Work to complete. Recast the stretch of records from the line containing "Would you mind pointing at the light" through the line containing "column 114, row 52" as a JSON list of strings, one string per line, with blank lines left out.

* begin Task inputs *

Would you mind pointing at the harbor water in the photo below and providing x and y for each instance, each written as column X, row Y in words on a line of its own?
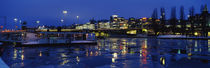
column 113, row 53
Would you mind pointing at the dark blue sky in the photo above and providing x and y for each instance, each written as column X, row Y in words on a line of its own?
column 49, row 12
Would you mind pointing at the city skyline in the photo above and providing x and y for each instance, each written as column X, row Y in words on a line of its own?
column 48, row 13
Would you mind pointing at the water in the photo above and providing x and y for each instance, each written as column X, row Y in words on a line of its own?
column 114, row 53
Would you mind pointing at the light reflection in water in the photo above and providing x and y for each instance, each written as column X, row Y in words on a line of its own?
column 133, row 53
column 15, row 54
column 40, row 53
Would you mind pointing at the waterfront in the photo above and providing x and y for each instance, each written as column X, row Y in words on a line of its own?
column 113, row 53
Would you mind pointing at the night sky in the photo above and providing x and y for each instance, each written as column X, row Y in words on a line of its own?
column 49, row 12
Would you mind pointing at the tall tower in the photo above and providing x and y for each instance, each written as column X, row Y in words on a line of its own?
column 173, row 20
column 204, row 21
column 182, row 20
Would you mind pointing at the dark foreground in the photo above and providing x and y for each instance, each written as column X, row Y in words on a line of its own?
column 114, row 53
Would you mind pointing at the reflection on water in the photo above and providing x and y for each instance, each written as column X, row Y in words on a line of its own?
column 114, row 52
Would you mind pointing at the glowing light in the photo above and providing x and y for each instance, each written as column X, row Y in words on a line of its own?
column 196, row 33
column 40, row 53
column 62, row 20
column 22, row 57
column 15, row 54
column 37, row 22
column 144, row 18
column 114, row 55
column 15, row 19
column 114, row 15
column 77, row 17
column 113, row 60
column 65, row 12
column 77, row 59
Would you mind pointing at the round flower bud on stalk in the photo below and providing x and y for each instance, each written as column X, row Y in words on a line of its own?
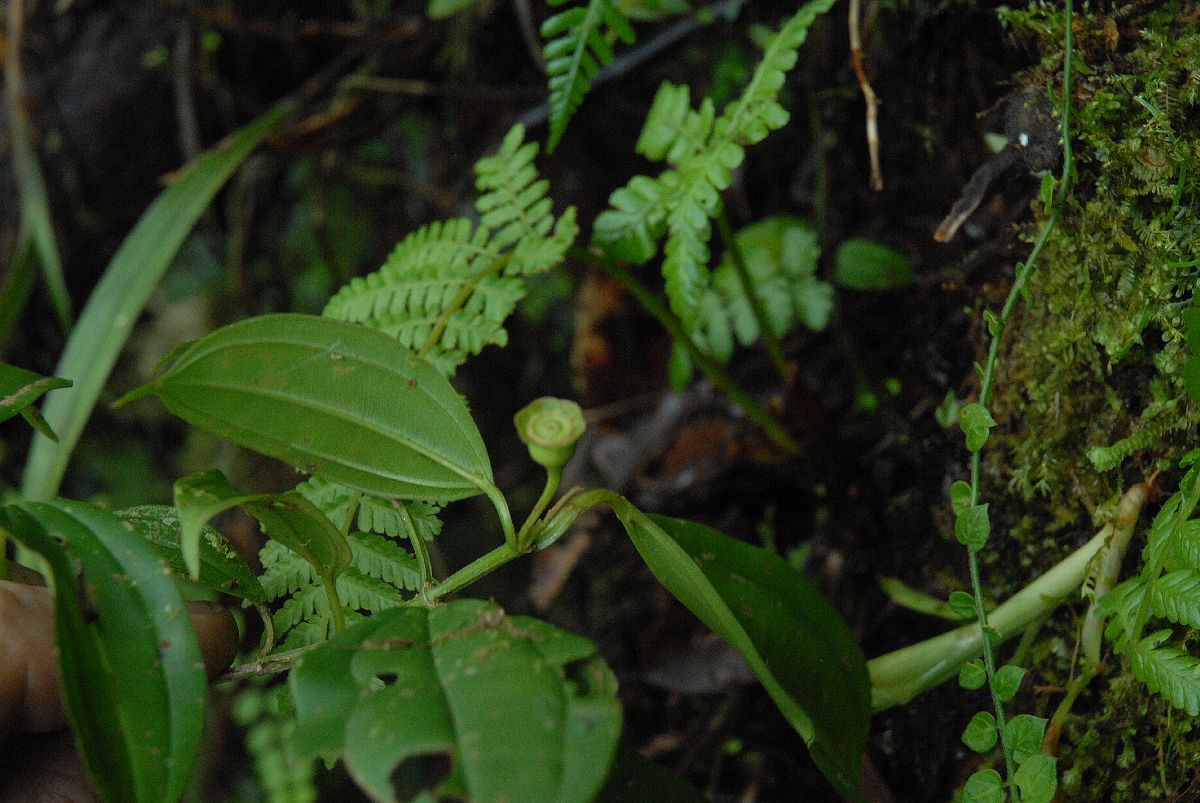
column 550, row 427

* end Task inputs *
* begin Task inputs *

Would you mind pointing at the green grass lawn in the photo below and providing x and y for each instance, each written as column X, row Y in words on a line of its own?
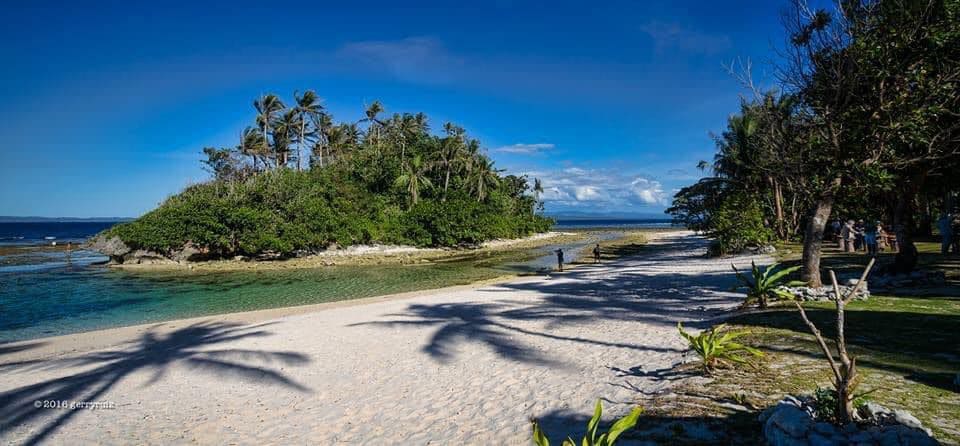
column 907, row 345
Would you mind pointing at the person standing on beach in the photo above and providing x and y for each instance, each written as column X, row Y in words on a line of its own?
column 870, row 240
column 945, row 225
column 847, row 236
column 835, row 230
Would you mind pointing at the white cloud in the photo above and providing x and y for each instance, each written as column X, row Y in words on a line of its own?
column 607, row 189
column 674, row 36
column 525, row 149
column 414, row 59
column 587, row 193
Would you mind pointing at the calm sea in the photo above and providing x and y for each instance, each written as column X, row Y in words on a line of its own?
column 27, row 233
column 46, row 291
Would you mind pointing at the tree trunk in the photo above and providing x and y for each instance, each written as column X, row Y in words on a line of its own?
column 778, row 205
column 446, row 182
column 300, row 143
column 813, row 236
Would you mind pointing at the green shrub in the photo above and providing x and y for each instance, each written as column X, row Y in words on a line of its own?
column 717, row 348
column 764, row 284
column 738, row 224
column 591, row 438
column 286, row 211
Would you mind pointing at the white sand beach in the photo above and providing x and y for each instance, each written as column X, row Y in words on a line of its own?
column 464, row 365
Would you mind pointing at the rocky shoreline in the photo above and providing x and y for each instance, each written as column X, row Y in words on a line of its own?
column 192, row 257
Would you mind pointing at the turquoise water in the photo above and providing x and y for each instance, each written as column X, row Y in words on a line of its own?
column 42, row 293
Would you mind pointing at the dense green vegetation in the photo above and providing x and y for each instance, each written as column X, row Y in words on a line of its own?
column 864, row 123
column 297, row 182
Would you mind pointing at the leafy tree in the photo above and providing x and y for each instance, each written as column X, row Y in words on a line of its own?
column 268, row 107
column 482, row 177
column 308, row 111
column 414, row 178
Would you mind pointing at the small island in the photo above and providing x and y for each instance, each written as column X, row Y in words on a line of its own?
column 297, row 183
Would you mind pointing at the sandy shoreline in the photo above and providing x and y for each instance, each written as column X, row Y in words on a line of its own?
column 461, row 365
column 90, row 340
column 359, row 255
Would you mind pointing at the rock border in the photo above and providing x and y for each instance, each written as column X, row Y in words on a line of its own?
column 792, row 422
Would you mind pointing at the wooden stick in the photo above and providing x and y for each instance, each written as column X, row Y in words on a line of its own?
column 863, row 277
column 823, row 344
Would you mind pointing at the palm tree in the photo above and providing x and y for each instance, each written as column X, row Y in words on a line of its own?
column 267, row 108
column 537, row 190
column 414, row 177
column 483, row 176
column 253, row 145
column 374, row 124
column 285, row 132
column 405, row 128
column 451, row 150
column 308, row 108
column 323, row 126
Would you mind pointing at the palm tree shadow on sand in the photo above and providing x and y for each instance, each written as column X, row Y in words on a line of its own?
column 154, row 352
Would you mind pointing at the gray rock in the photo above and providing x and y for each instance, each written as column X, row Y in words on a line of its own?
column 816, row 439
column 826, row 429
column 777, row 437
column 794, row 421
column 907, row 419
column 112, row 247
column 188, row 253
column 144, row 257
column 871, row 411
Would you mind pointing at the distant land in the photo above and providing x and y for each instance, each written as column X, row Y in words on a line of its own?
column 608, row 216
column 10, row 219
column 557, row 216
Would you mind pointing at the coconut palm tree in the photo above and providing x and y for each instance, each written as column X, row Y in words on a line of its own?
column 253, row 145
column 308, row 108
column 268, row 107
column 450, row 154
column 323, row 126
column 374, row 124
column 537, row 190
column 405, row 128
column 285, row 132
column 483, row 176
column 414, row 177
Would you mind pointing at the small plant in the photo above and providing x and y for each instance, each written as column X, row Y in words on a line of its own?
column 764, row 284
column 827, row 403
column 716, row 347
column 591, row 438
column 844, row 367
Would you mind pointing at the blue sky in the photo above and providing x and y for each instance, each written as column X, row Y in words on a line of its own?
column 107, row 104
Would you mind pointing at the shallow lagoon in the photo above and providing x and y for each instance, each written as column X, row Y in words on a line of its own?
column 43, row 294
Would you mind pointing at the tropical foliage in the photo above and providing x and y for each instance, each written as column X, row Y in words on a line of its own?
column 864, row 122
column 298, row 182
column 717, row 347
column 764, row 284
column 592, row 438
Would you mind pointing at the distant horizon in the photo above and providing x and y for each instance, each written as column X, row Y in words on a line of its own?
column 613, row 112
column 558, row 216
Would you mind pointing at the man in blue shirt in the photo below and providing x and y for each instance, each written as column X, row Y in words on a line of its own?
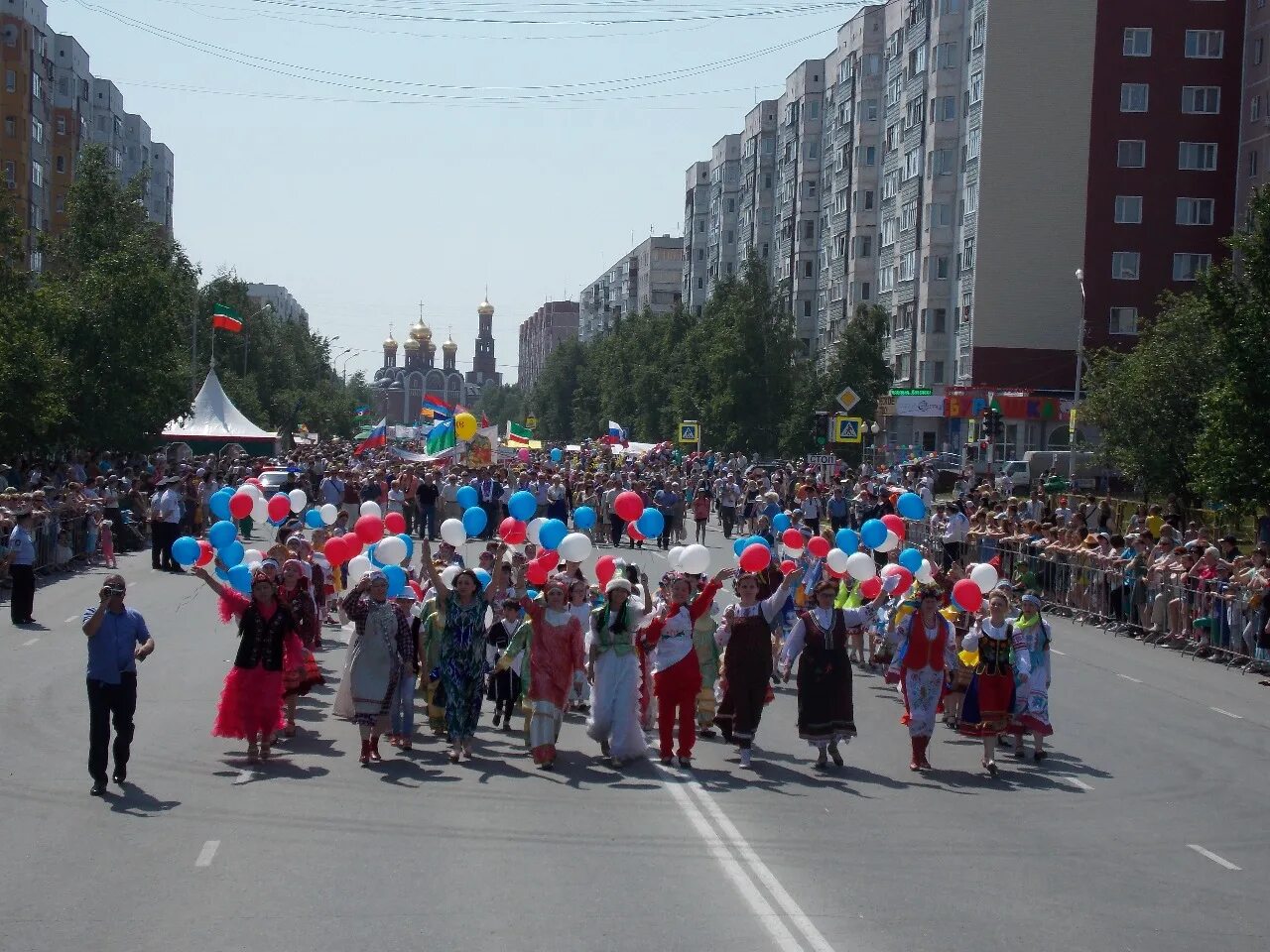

* end Task inputs *

The reply.
[
  "Would you mind pointing at the light reflection in water in the photo above and providing x and y for each instance, each written as column X, row Y in words on a line of its own?",
  "column 133, row 53",
  "column 15, row 54",
  "column 40, row 53",
  "Would you mind pointing at the waterfront in the photo above and providing x and y for each instance, each written as column X, row Y in words on a line of its own?",
  "column 113, row 53",
  "Would you mind pointing at the night sky in the photo above and providing x and y for each instance, each written as column X, row Y in words on a line of its own?",
  "column 49, row 12",
  "Would you mind pointing at the tall tower in the photo above and providing x and y for each instance, each written as column X, row Y in words on a line of its own?",
  "column 173, row 20",
  "column 204, row 21",
  "column 182, row 20",
  "Would you mind pointing at the dark foreground in the photo above and providing x and y for each instance, each written as column X, row Y in words on a line of its own?",
  "column 114, row 53",
  "Would you mind pointing at the reflection on water in the photo above and providing x and y for each instance, each written as column X, row Y in words on a line of its own?",
  "column 114, row 52"
]